2. A ré tem como objeto social o fabrico, comercialização e distribuição de máquinas e de tratores para a agricultura, pecuária e silvicultura.
3. No exercício dessas suas atividades comerciais, e em 07/06/2018, a autora celebrou com a ré um contrato de compra e venda, através do qual a segunda vendeu à primeira, que lhe comprou, 60 moinhos elétricos, pelo preço unitário de Euro 62,50 (sessenta e dois euros e cinquenta cêntimos).
4. Ficou convencionado que o pagamento do preço referente aos bens adquiridos seria pago pela autora no prazo de 30 dias a contar da data de emissão da fatura.
5. E que, por sua vez, logo que pago o preço dos bens adquiridos e o respetivo transporte, a ré procederia à imediata entrega dos aludidos moinhos.
6. Para pagamento do preço acordado, a ré emitiu e enviou à autora a fatura n.º2018A7/2, datada de 07/06/2018, no valor global de Euro 3.925,00 (três mil novecentos e vinte e cinco euros), sendo €3.750,00 (três mil setecentos e cinquenta euros) correspondente ao valor das mercadorias adquiridas; e €175,00 (cento e setenta e cinco euros) correspondente ao custo com o transporte.
7. Por transferência bancária datada de 08/06/2018, e realizada para o IBAN indicado pela ré, a autora procedeu ao pagamento integral do preço dos bens em causa e do respetivo transporte, e no valor total de €3.925,00.
8. A autora solicitou por diversas vezes junto da ré que efetuasse a entrega dos 60 moinhos.

> _Lista de dados_

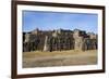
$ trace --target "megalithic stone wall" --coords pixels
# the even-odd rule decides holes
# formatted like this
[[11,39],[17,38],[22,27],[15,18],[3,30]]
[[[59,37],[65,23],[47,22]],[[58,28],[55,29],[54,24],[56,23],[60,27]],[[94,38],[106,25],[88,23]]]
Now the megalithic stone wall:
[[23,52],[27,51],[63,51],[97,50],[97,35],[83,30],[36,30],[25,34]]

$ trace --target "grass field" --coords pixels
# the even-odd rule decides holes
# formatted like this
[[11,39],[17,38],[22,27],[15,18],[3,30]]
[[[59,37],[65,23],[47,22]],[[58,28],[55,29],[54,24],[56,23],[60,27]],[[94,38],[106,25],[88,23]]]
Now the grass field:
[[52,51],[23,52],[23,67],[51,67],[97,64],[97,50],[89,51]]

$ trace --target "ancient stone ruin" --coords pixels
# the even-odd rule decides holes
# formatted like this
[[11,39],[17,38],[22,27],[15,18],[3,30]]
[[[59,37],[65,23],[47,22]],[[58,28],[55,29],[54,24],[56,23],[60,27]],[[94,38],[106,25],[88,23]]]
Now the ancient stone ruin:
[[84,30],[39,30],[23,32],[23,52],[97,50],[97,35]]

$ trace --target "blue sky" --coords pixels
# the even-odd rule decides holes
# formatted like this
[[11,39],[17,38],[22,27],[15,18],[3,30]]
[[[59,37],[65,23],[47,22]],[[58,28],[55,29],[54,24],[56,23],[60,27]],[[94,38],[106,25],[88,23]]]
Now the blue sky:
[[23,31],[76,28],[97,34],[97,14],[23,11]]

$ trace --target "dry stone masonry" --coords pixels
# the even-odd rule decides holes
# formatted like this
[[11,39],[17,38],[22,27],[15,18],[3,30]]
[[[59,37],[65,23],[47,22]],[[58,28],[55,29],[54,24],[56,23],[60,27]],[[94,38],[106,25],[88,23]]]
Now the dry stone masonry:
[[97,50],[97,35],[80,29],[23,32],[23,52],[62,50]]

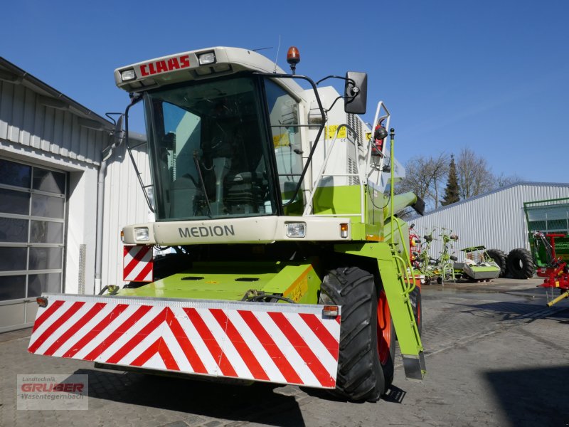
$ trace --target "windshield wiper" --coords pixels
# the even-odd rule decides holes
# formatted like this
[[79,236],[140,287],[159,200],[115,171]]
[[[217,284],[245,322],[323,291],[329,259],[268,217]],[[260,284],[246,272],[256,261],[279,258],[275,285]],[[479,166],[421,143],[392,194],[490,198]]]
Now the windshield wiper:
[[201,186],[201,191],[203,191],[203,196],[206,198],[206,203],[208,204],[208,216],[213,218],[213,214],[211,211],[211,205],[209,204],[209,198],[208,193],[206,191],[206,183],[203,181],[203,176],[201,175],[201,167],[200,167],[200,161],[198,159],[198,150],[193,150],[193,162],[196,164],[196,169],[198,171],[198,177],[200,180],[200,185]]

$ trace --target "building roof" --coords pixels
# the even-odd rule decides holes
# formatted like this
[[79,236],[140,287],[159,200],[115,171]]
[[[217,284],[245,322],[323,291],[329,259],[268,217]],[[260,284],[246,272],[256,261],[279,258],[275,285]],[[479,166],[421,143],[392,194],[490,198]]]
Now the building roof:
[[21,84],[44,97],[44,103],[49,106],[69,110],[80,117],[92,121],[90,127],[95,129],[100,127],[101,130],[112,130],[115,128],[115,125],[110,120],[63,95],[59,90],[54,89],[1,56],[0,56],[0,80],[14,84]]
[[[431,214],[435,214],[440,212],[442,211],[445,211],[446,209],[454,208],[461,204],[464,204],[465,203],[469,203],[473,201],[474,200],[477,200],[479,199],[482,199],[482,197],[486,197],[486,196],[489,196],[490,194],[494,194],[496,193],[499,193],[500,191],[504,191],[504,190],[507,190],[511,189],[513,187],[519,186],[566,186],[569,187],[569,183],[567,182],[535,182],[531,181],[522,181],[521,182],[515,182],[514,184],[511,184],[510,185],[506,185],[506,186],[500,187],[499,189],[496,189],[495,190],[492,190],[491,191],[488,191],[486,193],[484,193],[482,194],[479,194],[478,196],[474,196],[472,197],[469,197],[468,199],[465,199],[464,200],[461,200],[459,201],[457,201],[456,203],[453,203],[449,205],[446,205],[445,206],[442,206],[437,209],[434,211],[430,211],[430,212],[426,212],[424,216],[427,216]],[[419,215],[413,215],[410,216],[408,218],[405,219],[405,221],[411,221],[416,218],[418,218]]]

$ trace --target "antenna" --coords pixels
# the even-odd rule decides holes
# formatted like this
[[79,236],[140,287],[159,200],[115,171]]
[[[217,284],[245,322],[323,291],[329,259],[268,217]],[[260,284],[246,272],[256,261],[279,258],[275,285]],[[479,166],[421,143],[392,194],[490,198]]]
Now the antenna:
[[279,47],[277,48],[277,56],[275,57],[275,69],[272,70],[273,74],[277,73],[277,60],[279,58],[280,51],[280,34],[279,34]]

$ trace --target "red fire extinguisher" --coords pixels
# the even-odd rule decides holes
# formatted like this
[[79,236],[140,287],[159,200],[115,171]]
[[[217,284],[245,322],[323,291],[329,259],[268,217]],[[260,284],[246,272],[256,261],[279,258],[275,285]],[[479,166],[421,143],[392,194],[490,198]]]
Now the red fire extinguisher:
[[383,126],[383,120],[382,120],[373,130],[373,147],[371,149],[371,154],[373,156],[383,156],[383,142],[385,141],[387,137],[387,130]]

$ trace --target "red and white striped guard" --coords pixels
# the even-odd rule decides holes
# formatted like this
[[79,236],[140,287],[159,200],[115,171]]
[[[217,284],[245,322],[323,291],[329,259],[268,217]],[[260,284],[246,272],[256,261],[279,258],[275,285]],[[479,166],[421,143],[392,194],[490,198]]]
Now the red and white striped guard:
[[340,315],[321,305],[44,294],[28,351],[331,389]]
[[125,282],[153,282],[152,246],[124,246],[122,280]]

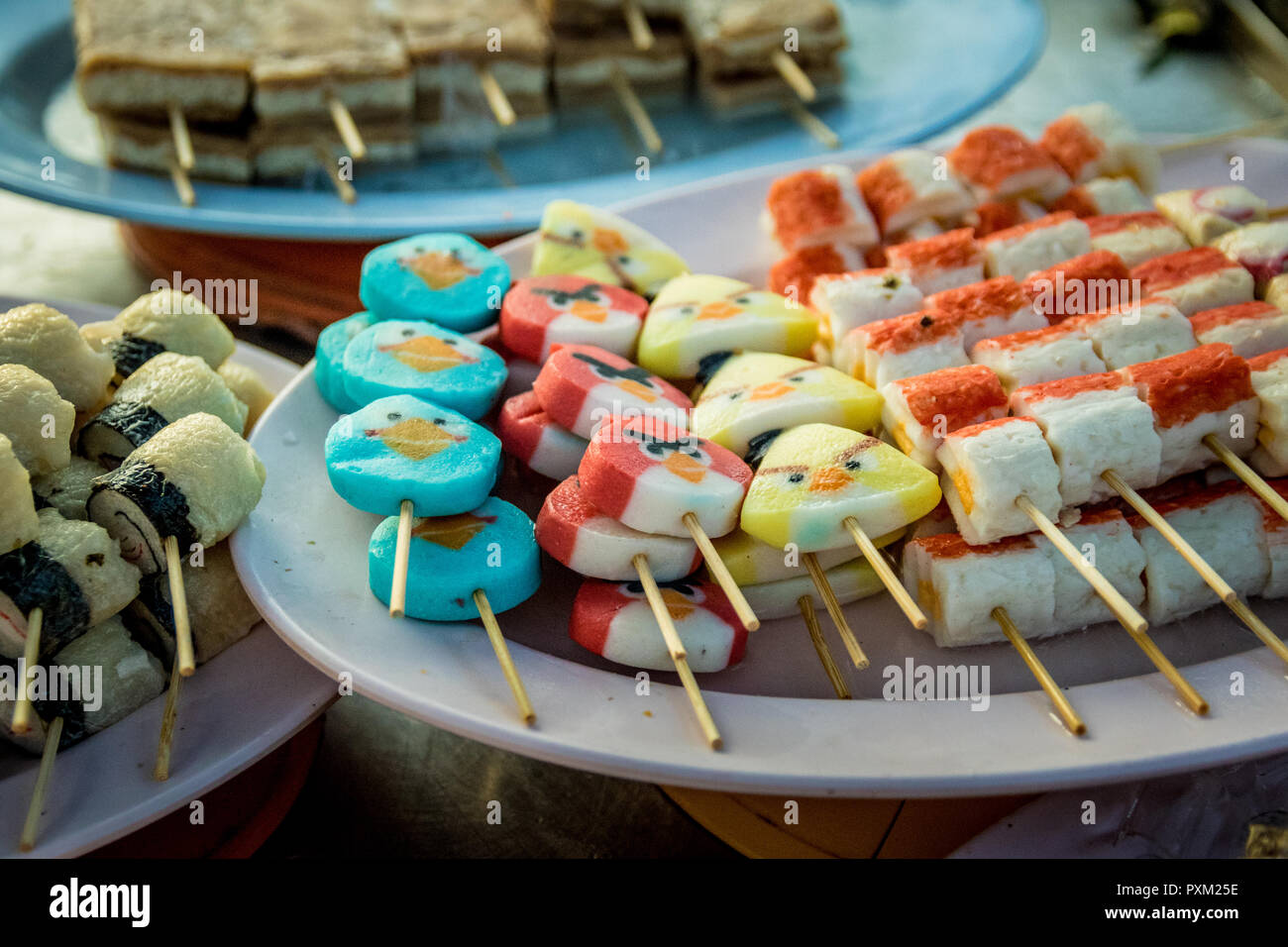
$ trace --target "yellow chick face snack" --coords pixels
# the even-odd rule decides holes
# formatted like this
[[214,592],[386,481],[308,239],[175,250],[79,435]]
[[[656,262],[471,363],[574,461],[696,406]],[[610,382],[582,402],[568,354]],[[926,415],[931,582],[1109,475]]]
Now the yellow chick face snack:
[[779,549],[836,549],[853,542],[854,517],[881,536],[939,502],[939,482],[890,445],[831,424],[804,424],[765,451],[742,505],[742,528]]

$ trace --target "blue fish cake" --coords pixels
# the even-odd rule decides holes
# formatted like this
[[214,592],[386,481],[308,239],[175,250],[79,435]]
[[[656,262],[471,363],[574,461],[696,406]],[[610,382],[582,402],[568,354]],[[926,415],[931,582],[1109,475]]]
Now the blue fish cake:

> _Tarefas propostas_
1. Reproduza, do excerto sobre a compra dos moinhos elétricos, o trecho de "6. Para pagamento" a "com o transporte.".
2. Segundo o excerto sobre a compra dos moinhos elétricos, quantos moinhos a autora comprou à ré?
3. Redija a continuação do excerto sobre a compra dos moinhos elétricos a partir do ponto em que ele termina.
Os dados são dispensáveis para a realização das tarefas.

> _Respostas_
1.
6. Para pagamento do preço acordado, a ré emitiu e enviou à autora a fatura n.º2018A7/2, datada de 07/06/2018, no valor global de Euro 3.925,00 (três mil novecentos e vinte e cinco euros), sendo €3.750,00 (três mil setecentos e cinquenta euros) correspondente ao valor das mercadorias adquiridas; e €175,00 (cento e setenta e cinco euros) correspondente ao custo com o transporte.

2. 60 moinhos elétricos.

3.
9. Por comunicação eletrónica de 12/06/2018, a ré acusou a receção do valor relativo ao preço indicado e informou a autora que iria promover a entrega das mercadorias por esta adquiridas, informando que as mesmas demorariam cerca de 02 dias úteis a chegar às instalações da autora, mas tal entrega não foi feita.
10. O que se repetiu em todas datas posteriormente indicadas pela ré.
11. Nessa sequência, a autora prontificou-se a levantar os moinhos nas instalações da ré, o que foi aceite por esta última.
12. Em todas as deslocações efetuadas pela autora às instalações da ré para levantar as mercadorias por si encomendadas e pagas, sempre aquela recusou a entrega, ou por não estar presente nas instalações o representante da ré ou porque não tinham as mercadorias preparadas para a entrega, ou porque as instalações da ré encontravam-se encerradas, encontrando-se os 60 moinhos por entregar à autora desde junho de 2018, razão pela qual não mantém interesse que a ré proceda à sua entrega.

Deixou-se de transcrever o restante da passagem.